Data records:
________________________
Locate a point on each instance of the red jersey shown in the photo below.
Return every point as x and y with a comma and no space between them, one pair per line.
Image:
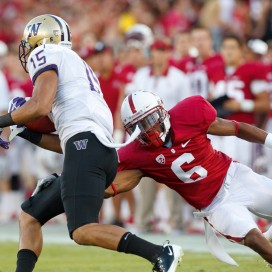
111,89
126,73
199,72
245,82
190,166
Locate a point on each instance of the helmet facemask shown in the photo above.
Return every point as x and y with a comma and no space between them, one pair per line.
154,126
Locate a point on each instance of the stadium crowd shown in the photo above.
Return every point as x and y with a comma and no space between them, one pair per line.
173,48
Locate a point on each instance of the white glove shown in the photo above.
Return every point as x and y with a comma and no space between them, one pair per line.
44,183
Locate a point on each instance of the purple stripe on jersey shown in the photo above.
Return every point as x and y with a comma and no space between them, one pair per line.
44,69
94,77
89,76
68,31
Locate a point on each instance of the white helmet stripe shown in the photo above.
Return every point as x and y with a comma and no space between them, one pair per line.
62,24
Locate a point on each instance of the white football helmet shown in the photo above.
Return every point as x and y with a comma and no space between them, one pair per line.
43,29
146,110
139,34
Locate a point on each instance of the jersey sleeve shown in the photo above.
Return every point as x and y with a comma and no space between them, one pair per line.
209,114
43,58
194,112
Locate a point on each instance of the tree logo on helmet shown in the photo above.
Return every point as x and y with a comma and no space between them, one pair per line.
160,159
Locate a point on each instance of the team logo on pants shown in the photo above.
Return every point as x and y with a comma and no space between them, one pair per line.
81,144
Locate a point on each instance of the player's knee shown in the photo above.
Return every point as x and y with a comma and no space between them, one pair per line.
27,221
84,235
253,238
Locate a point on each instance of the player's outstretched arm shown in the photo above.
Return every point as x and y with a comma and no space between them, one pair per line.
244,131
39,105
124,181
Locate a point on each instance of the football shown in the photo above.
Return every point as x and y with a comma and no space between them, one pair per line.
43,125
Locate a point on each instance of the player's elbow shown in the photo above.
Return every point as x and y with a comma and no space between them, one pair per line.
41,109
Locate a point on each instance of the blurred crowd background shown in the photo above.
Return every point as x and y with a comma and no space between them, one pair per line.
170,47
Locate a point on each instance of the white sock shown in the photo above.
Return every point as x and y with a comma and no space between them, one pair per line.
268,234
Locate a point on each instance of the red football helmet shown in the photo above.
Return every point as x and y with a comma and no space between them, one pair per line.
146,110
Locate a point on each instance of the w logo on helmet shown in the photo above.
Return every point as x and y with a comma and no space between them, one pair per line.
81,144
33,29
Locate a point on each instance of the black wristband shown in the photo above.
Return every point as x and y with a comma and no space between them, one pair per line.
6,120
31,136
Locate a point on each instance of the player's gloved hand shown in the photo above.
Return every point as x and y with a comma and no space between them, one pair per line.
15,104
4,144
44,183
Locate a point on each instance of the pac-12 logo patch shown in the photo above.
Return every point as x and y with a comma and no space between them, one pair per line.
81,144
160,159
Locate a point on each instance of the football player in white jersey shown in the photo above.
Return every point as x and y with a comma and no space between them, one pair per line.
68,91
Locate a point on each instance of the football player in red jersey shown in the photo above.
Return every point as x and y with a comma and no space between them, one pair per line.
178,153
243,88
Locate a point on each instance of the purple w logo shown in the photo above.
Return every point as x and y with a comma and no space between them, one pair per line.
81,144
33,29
________________________
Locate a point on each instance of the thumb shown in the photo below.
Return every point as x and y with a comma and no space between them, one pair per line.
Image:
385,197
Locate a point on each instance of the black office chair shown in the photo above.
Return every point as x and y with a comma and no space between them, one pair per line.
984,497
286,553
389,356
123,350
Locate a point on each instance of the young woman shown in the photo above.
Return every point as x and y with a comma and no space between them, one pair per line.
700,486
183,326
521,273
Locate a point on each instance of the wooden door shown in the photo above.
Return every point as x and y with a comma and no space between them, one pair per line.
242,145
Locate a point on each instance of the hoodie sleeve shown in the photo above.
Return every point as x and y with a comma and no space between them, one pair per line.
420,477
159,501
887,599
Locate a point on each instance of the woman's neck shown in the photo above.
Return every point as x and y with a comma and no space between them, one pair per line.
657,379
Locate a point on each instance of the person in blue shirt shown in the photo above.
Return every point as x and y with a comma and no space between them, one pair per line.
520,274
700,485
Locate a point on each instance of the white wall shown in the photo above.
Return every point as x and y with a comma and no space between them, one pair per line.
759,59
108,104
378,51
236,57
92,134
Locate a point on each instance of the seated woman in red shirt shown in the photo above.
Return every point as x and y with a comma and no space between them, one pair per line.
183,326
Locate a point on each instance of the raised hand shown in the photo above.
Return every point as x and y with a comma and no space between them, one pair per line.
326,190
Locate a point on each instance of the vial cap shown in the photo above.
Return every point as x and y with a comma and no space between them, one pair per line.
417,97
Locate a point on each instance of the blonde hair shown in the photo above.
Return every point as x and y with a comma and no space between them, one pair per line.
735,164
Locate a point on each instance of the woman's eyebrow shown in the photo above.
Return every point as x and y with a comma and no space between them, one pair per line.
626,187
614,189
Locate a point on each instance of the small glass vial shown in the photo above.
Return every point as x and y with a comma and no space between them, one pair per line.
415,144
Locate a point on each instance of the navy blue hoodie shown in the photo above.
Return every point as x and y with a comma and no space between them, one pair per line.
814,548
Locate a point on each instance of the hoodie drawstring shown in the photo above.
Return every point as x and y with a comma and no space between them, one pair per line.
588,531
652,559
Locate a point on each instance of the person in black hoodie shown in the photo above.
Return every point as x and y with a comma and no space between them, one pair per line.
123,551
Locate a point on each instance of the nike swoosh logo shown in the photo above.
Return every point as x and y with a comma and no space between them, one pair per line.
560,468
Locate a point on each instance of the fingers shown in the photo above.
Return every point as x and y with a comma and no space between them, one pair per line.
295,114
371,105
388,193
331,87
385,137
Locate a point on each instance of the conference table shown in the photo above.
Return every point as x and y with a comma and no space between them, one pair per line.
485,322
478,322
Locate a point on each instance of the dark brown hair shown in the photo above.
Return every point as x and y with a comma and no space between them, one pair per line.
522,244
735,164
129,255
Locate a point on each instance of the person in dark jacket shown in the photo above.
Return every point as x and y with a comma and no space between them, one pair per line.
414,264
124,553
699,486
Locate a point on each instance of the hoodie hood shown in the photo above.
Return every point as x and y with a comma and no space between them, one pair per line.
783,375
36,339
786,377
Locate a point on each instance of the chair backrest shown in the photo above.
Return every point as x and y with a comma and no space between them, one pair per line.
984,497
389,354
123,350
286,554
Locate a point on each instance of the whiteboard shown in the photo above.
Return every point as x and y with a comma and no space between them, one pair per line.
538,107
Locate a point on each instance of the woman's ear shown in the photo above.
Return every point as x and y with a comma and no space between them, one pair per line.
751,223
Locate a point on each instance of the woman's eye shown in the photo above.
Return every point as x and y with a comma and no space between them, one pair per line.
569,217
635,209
________________________
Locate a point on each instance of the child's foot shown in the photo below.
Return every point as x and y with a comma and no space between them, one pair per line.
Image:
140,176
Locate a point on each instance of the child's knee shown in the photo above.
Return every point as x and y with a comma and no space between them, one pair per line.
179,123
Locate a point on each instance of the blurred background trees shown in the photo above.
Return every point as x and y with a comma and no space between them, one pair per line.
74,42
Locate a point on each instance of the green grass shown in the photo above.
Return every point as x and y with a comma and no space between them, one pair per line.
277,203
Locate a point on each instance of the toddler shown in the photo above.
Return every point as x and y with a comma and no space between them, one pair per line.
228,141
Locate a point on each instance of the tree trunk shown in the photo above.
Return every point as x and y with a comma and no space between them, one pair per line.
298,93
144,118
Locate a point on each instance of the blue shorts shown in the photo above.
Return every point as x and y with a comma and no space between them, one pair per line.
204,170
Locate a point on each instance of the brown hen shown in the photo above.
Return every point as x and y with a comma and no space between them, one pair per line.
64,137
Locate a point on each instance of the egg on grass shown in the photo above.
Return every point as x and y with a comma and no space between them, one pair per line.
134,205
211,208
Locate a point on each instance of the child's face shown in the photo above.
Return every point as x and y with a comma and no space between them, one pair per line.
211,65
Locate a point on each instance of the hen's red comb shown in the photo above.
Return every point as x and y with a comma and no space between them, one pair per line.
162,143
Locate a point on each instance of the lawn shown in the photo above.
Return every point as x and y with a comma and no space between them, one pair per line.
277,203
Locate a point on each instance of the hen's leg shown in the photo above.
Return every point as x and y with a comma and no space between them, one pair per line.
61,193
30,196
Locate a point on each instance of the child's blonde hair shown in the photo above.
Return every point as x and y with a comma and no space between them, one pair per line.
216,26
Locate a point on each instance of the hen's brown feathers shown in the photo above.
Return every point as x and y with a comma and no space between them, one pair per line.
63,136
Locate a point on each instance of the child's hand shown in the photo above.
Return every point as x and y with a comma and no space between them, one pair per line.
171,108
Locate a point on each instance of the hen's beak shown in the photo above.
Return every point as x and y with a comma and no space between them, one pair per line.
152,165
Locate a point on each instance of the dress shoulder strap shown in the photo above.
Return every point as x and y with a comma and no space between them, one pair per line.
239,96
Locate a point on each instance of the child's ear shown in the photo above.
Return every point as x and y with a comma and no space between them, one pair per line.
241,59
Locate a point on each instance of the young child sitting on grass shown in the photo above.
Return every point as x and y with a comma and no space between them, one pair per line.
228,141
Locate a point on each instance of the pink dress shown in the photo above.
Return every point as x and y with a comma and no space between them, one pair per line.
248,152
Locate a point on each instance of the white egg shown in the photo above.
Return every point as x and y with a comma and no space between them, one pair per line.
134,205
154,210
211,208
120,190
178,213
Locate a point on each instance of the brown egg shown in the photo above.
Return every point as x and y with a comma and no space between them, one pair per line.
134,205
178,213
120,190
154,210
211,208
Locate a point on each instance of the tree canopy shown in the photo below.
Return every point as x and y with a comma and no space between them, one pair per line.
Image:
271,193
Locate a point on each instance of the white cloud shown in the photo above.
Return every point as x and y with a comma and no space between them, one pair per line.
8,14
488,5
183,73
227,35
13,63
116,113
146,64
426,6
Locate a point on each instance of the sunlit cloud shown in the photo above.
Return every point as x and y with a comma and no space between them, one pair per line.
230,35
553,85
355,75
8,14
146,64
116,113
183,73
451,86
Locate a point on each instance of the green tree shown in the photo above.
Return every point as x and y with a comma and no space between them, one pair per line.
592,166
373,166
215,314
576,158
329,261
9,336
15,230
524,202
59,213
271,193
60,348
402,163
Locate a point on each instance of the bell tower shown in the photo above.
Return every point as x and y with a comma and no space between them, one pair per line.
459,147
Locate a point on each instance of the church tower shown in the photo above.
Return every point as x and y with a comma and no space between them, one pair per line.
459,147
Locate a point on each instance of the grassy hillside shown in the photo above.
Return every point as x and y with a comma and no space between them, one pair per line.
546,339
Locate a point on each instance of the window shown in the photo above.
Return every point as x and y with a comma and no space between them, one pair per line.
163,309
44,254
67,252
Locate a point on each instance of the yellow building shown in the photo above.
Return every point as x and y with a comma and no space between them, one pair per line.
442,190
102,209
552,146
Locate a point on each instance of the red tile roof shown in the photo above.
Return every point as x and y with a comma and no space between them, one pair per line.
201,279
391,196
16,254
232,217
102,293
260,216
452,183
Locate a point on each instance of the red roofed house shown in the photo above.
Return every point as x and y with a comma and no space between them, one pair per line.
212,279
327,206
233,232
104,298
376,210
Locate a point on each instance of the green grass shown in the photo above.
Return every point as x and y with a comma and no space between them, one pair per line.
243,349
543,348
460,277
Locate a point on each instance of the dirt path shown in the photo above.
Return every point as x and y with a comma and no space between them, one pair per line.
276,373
________________________
Work required: Which lines in the material above contain the string "sleeve"? Gather all of them and copy each one out in full.

Reply:
Locate a point on each instance of the jersey sleeve shown in the photo above.
Locate a point on each instance of the hoodie sleeve shown in the photo above.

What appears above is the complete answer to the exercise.